▶ _CHALLENGE_: Rewrite every line of the entries below as one numbered list, omitting blank lines.

▶ _SOURCE DATA_:
================================

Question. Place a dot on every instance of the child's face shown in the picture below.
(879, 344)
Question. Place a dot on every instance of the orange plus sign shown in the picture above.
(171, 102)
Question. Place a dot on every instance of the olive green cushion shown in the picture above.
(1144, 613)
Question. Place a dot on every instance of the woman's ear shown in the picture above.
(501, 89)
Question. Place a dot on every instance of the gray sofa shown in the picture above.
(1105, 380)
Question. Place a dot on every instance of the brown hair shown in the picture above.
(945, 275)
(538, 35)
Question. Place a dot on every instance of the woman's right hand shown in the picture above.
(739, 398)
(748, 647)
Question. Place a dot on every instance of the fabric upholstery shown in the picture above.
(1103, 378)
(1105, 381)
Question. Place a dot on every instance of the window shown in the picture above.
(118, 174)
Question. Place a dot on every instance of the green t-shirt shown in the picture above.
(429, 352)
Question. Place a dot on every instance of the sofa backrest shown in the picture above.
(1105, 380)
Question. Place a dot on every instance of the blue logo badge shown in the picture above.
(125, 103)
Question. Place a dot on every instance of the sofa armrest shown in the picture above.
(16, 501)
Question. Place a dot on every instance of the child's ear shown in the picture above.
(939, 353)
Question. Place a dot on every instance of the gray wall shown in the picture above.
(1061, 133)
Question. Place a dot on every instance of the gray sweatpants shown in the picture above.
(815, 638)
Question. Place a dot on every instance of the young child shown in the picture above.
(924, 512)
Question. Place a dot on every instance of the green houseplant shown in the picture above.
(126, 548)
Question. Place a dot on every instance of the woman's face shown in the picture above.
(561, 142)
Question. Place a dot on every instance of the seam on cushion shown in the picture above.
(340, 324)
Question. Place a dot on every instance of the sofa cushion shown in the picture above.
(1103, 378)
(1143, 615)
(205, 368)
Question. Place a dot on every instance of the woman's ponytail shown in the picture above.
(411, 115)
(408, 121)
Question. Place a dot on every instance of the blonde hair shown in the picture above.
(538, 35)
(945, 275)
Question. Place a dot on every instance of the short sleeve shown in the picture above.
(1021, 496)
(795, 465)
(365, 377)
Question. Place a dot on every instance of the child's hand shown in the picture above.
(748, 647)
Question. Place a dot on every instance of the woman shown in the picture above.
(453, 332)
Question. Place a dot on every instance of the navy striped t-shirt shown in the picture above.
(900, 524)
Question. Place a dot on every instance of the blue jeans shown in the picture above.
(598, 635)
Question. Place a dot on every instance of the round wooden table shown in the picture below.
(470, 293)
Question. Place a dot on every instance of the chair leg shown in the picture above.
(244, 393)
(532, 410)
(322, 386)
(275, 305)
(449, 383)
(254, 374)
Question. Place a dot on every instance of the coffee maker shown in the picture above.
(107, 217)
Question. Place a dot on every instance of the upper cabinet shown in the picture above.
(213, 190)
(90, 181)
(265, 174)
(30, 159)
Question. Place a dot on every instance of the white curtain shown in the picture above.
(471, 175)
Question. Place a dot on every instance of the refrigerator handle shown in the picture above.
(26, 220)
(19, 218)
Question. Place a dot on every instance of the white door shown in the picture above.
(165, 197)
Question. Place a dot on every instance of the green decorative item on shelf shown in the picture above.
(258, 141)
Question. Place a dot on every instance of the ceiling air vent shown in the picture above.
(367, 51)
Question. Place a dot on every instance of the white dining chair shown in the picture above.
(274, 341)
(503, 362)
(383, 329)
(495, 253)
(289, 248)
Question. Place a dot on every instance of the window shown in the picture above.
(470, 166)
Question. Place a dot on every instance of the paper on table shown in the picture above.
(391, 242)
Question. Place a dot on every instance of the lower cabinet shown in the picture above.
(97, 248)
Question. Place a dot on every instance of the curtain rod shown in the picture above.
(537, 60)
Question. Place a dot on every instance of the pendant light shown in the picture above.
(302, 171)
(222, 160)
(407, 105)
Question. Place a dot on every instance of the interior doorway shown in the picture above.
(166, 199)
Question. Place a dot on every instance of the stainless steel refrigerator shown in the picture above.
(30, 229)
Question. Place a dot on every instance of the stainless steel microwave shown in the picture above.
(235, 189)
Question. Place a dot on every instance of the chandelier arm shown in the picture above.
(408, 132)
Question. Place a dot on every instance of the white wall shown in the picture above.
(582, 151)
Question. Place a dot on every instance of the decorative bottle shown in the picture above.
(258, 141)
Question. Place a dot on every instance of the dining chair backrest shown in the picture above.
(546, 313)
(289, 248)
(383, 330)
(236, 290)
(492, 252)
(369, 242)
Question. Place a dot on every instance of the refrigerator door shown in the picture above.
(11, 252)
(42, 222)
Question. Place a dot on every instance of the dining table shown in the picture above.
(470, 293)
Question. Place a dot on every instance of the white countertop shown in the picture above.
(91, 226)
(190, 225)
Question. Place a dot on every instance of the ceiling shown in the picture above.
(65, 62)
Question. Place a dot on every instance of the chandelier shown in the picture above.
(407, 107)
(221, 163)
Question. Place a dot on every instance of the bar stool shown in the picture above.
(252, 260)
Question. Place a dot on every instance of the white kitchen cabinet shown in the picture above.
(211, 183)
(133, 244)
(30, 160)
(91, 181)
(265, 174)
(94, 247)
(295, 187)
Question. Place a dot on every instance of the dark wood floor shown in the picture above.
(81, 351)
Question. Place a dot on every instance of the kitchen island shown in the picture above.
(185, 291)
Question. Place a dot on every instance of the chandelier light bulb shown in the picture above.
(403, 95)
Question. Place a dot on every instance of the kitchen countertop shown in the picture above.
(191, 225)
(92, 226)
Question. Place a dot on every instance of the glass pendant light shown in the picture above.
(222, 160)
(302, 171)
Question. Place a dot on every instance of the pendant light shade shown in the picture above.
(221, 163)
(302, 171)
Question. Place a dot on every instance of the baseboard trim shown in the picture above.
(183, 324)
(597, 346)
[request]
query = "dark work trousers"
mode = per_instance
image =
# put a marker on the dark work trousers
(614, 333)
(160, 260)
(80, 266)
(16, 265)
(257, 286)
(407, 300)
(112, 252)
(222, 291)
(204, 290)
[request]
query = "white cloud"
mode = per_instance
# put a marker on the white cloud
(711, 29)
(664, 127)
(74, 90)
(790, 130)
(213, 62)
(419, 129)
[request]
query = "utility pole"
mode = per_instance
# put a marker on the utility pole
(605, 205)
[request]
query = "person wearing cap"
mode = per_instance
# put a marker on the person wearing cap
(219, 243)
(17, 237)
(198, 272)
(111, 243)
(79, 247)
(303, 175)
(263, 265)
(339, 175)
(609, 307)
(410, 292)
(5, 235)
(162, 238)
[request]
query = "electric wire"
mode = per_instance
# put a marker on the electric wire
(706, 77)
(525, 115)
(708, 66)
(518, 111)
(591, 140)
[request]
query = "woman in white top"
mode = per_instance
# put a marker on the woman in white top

================================

▶ _TASK RESULT_:
1. Question. Place a dot on every instance of the child's face shown in the picture below.
2. (879, 344)
3. Question. Place a dot on every instance of the orange plus sign shown in the picture above.
4. (171, 102)
5. Question. Place a dot on every instance of the olive green cushion shown in the picture above.
6. (1144, 613)
7. Question. Place a dot on every instance of the woman's ear shown in the picture above.
8. (501, 89)
9. Question. Place a dot on every instance of the gray sofa shown in the picture above.
10. (1105, 380)
11. Question. Place a dot on every instance of the brown hair shown in the picture above.
12. (945, 275)
13. (538, 35)
14. Question. Place a dot on every instance of the woman's right hand shown in the picture above.
15. (739, 398)
16. (748, 647)
17. Question. Place a dot on every instance of the fabric upholstery shown in the picture above.
18. (1103, 378)
19. (1105, 381)
20. Question. Place a dot on every instance of the window shown in the picture above.
21. (118, 174)
22. Question. Place a dot on every instance of the green t-shirt shown in the picture above.
23. (429, 352)
24. Question. Place a dot on every instance of the sofa backrest shown in the picture above.
25. (1105, 380)
26. Question. Place a dot on every instance of the blue logo badge shown in the picture above.
27. (125, 103)
28. Question. Place a dot on every instance of the sofa armrest shown in the picture above.
29. (16, 501)
30. Question. Place a dot on every instance of the child's ear shown in the picture above.
31. (939, 353)
32. Question. Place a dot on every instance of the gray wall shown in the picture above.
33. (1061, 133)
34. Question. Place a dot on every instance of the gray sweatpants shown in the picture above.
35. (815, 638)
36. Question. Place a dot on every instance of the young child shown in the picture above.
37. (924, 512)
38. Question. Place a dot on every instance of the green houseplant shown in the picture above.
39. (126, 548)
40. Question. Place a dot on every instance of the woman's face shown in the picture above.
41. (561, 142)
42. Question. Place a dot on every instance of the seam on cushion shown in the picture above.
43. (340, 324)
44. Question. Place a dot on every instance of the sofa cushion shown in the picture above.
45. (1103, 378)
46. (1143, 615)
47. (205, 368)
48. Question. Place a dot on every instance of the woman's ponytail shown in the picture above.
49. (411, 115)
50. (408, 121)
51. Question. Place a dot on every instance of the blonde hair shown in the picture above.
52. (538, 35)
53. (945, 275)
54. Question. Place a dot on every instance of the short sleeve shown in the picture above.
55. (1021, 496)
56. (795, 465)
57. (365, 377)
58. Question. Place a dot on every instance of the child's hand shown in the picture above.
59. (748, 647)
60. Question. Place a dot on every instance of the woman shown in the picture above.
61. (453, 332)
62. Question. Place a dot on every instance of the navy striped t-shirt shown in the picture above.
63. (900, 524)
64. Question. Place a dot on every instance of the blue jeans shown in the picture above.
65. (598, 635)
66. Question. Place a dot on every instance of the round wooden table shown in the picture below.
67. (470, 293)
68. Question. Place a dot on every instance of the chair leg shown in the picture above.
69. (244, 393)
70. (532, 410)
71. (322, 386)
72. (275, 305)
73. (449, 383)
74. (254, 374)
75. Question. Place a dot on every instance of the coffee maker shown in the picture above.
76. (107, 217)
77. Question. Place a dot on every instance of the upper cabinet shown in the picture above.
78. (213, 190)
79. (90, 181)
80. (265, 174)
81. (30, 159)
82. Question. Place a dot on every instance of the white curtain shown in the picture above.
83. (471, 175)
84. Question. Place a dot on every instance of the refrigerator handle shown in the picture above.
85. (26, 220)
86. (19, 218)
87. Question. Place a dot on every instance of the white door shown in the picture above.
88. (165, 197)
89. Question. Place a dot on every instance of the green decorative item on shelf shown in the picture above.
90. (258, 141)
91. Question. Place a dot on every instance of the ceiling air vent shown in the picture above.
92. (367, 51)
93. Question. Place a dot on every instance of the white dining chair shown in the picture above.
94. (274, 341)
95. (503, 362)
96. (383, 329)
97. (495, 253)
98. (289, 248)
99. Question. Place a dot on every instance of the window shown in the picture above.
100. (470, 166)
101. Question. Place a dot on every instance of the paper on table shown in the picture above.
102. (391, 242)
103. Question. Place a dot on every instance of the lower cabinet shown in the picture above.
104. (97, 248)
105. Question. Place a dot on every instance of the curtain rod shown in the picture above.
106. (537, 60)
107. Question. Place a dot on every instance of the pendant light shown in the picture above.
108. (302, 171)
109. (222, 160)
110. (407, 105)
111. Question. Place a dot on every instance of the interior doorway shown in the picture above.
112. (166, 199)
113. Question. Place a dot on every instance of the stainless steel refrigerator shown in the picture above.
114. (30, 229)
115. Question. Place a dot on every instance of the stainless steel microwave shown in the picture above.
116. (235, 189)
117. Question. Place a dot on every instance of the chandelier arm shown in the picture above.
118. (408, 132)
119. Question. Place a dot on every instance of the white wall shown in the picture above.
120. (582, 151)
121. Question. Place a dot on every instance of the decorative bottle shown in the picture above.
122. (258, 141)
123. Question. Place a dot on every instance of the dining chair backrest shown in the picture above.
124. (546, 313)
125. (289, 248)
126. (383, 330)
127. (236, 290)
128. (492, 252)
129. (369, 242)
130. Question. Place a dot on every instance of the refrigerator door shown in the picture above.
131. (11, 252)
132. (42, 222)
133. Question. Place a dot on every instance of the dining table shown in the picture above.
134. (470, 293)
135. Question. Place a dot on every instance of the white countertop shown in the picture above.
136. (91, 226)
137. (190, 225)
138. Question. Place a dot on every instance of the ceiling shown in the picture above.
139. (65, 62)
140. Question. Place a dot on every instance of the chandelier shown in the picture above.
141. (407, 107)
142. (221, 163)
143. Question. Place a dot on every instance of the bar stool shown in the picture above.
144. (252, 260)
145. Question. Place a dot on every instance of the white kitchen cabinet shown in the picture above.
146. (211, 183)
147. (133, 244)
148. (30, 160)
149. (91, 181)
150. (265, 174)
151. (94, 247)
152. (295, 187)
153. Question. Place a dot on every instance of the dark wood floor shown in the picture above.
154. (81, 351)
155. Question. Place a dot on every instance of the kitchen island shown in the picture above.
156. (185, 291)
157. Question. Place a dot on every instance of the chandelier light bulb shown in the picture above.
158. (403, 95)
159. Question. Place a dot on every instance of the kitchen countertop shown in the picture above.
160. (191, 225)
161. (92, 226)
162. Question. Place a dot on every instance of the glass pendant light shown in the picture above.
163. (222, 160)
164. (302, 171)
165. Question. Place a dot on every instance of the pendant light shade shown in the picture above.
166. (221, 163)
167. (302, 171)
168. Question. Place a dot on every instance of the baseboard trim shown in the picture above.
169. (183, 324)
170. (597, 346)
171. [request]
172. query = "dark work trousers"
173. mode = per_instance
174. image =
175. # put a marker on the dark work trousers
176. (614, 333)
177. (160, 260)
178. (80, 266)
179. (16, 265)
180. (257, 286)
181. (407, 300)
182. (112, 252)
183. (222, 291)
184. (204, 290)
185. [request]
186. query = "white cloud"
187. mode = per_instance
188. # put a marker on the white cloud
189. (711, 29)
190. (664, 127)
191. (74, 90)
192. (790, 130)
193. (213, 62)
194. (419, 129)
195. [request]
196. query = "utility pole"
197. mode = per_instance
198. # put a marker on the utility pole
199. (605, 205)
200. [request]
201. query = "person wearing cap"
202. mode = per_instance
203. # put a marker on the person wearing cap
204. (219, 243)
205. (17, 237)
206. (198, 272)
207. (111, 243)
208. (79, 247)
209. (303, 175)
210. (263, 265)
211. (339, 175)
212. (609, 307)
213. (410, 292)
214. (5, 235)
215. (162, 238)
216. [request]
217. query = "electric wire"
218. mode = per_instance
219. # put a marker on the electric wire
220. (706, 77)
221. (525, 115)
222. (708, 66)
223. (518, 111)
224. (591, 140)
225. [request]
226. query = "woman in white top"
227. mode = per_instance
228. # put a marker on the woman in white top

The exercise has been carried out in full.